*Exercise directions*: Format the lines below as a JSON list of strings, one string per line with blank lines omitted, starting with the line that contains "the rocky riverbank" and going on through the final line. Include only those lines.
(begin)
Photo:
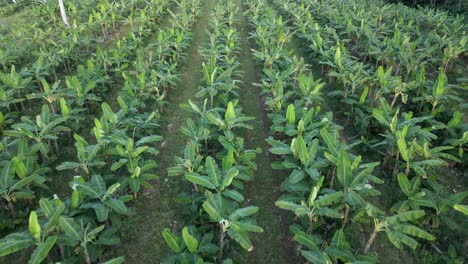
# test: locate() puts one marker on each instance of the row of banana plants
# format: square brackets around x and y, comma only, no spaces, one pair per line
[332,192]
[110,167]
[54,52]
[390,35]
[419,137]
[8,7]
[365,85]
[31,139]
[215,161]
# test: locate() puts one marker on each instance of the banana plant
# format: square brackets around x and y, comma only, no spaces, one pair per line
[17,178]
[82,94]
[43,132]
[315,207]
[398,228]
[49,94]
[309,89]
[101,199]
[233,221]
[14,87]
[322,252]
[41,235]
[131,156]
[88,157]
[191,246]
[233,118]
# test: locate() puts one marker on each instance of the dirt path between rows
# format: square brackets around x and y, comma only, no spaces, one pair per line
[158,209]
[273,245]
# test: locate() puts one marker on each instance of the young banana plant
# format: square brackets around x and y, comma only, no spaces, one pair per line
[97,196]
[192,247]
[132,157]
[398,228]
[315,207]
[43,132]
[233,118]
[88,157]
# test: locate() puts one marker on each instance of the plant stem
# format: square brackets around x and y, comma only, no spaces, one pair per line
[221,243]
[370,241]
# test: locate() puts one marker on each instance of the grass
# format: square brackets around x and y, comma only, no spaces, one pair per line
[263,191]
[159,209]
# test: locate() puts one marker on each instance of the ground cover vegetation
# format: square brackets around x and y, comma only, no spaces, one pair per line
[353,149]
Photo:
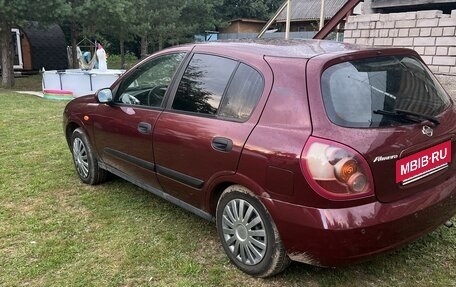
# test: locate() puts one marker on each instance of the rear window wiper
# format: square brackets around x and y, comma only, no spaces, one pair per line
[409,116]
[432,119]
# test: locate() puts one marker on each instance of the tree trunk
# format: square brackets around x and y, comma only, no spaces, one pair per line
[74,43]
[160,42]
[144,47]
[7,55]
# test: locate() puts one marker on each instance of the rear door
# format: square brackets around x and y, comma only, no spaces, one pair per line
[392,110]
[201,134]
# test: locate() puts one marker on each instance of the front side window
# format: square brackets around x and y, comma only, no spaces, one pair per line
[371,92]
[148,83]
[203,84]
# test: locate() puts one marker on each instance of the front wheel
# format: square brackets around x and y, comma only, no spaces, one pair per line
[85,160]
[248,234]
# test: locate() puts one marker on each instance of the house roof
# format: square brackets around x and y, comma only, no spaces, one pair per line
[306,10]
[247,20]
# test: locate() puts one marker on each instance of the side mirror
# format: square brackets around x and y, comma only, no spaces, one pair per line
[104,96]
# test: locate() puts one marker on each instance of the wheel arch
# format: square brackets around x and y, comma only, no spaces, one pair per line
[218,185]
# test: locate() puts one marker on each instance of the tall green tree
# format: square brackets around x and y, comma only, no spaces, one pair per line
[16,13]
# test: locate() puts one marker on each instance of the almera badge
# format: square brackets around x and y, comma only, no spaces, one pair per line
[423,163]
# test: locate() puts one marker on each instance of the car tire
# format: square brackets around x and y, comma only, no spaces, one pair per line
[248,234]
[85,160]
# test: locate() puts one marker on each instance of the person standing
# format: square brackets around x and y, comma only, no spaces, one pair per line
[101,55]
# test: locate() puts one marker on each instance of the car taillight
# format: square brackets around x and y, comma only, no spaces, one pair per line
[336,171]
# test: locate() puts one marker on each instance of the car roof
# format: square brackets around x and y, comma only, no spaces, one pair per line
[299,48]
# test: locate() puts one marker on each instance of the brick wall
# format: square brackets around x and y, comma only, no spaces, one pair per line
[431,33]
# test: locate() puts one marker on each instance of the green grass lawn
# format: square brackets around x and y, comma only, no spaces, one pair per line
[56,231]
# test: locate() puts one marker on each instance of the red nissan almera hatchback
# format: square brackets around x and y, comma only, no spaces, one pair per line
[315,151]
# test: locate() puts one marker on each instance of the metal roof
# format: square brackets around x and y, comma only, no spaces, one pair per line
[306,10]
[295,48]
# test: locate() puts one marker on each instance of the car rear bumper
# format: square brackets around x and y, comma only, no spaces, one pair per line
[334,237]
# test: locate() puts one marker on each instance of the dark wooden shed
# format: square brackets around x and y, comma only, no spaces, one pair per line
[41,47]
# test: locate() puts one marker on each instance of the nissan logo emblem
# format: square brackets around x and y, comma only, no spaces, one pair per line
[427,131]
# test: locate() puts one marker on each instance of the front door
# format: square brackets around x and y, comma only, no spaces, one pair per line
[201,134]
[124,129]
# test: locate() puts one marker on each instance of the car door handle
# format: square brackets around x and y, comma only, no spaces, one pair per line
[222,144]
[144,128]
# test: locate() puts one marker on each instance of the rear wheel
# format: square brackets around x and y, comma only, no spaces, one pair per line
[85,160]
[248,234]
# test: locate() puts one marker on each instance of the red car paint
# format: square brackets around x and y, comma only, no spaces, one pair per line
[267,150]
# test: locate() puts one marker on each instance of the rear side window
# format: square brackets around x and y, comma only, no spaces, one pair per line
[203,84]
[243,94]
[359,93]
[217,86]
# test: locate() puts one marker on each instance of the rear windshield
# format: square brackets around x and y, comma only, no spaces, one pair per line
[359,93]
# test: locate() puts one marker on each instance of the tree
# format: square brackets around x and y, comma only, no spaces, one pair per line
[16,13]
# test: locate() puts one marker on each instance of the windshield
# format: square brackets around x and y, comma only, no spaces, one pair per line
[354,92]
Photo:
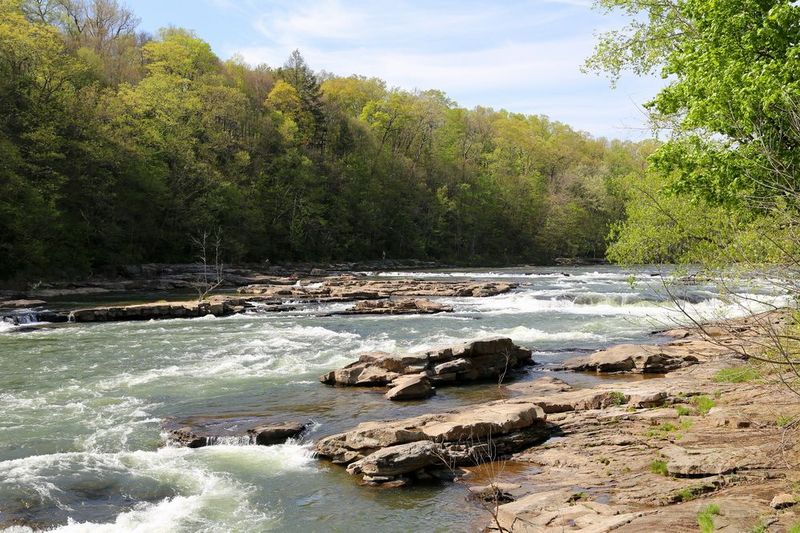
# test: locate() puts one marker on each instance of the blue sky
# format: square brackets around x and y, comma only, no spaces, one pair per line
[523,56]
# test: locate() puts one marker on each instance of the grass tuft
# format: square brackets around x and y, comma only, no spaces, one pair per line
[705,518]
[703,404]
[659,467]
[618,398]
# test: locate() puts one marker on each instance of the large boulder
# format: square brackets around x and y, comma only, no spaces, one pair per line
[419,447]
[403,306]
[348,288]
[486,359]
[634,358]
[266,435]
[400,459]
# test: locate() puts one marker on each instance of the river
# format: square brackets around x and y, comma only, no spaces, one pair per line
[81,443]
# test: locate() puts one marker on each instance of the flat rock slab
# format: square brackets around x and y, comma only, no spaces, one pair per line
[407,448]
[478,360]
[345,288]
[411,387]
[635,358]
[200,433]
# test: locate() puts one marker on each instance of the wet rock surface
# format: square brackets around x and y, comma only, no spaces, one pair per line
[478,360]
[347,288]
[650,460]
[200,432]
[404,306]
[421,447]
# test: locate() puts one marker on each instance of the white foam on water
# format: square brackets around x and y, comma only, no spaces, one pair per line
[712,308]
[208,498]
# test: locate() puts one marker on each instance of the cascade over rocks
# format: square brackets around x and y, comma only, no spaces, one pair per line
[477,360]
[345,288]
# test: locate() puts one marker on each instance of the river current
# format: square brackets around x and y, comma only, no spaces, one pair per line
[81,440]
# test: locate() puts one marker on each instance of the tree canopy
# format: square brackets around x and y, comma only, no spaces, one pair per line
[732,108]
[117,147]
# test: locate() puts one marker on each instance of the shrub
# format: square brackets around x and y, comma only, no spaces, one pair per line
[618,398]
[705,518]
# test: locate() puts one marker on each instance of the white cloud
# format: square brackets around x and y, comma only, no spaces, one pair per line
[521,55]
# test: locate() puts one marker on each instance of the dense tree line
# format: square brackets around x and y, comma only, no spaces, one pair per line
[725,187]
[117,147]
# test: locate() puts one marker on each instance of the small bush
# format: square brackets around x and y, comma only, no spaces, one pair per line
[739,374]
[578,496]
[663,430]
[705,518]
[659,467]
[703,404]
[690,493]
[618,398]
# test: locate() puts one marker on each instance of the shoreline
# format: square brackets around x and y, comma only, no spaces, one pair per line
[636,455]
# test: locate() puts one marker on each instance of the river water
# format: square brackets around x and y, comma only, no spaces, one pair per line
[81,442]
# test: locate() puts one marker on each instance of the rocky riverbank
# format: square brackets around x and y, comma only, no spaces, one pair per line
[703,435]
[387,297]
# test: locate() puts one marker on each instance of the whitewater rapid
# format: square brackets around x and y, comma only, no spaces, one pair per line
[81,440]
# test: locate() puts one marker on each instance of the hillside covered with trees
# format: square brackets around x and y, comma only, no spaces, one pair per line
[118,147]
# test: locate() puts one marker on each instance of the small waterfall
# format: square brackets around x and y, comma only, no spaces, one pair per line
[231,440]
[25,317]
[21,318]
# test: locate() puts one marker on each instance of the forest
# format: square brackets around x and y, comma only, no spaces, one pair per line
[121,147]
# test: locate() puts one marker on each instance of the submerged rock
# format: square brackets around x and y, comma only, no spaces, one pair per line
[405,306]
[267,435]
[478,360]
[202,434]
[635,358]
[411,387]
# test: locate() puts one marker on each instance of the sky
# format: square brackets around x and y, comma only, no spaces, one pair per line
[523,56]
(end)
*The solution*:
[
  "# test: locate() puts one marker on each instance of the rocky riverbank",
  "# format: square brackets around x and y, comma only, no spaces, one pair per line",
  "[703,435]",
  "[387,297]",
  "# test: locate() puts one marker on each instance of the whitewater rapid",
  "# format: square brackets around x and y, comma only, no spaces, one pair per line",
  "[81,440]",
  "# test: locate() puts one marker on each instance of the hillside covered with trees",
  "# format: square brackets around x and y, comma only, no spaces, one pair per line",
  "[118,147]",
  "# test: locate() puts one marker on each instance of the small waterfall",
  "# format: square brackets around x and y, comma only, no spaces, one pair per line",
  "[231,440]",
  "[25,317]",
  "[21,318]",
  "# test: locate() puts one marker on each instance of the forest",
  "# format: square brackets around x and y, comma only, no spaces, one pair per line",
  "[121,147]",
  "# test: locate() puts one marker on each instance of the submerged rock",
  "# format: square brackets around x and y, comma only, no spaces, one pair per line",
  "[405,306]",
  "[267,435]",
  "[478,360]",
  "[202,434]",
  "[635,358]",
  "[411,387]",
  "# test: locate() puts one marker on each instance of the sky",
  "# format: square brackets around x and y, comma only, no spaces, one pair per line",
  "[523,56]"
]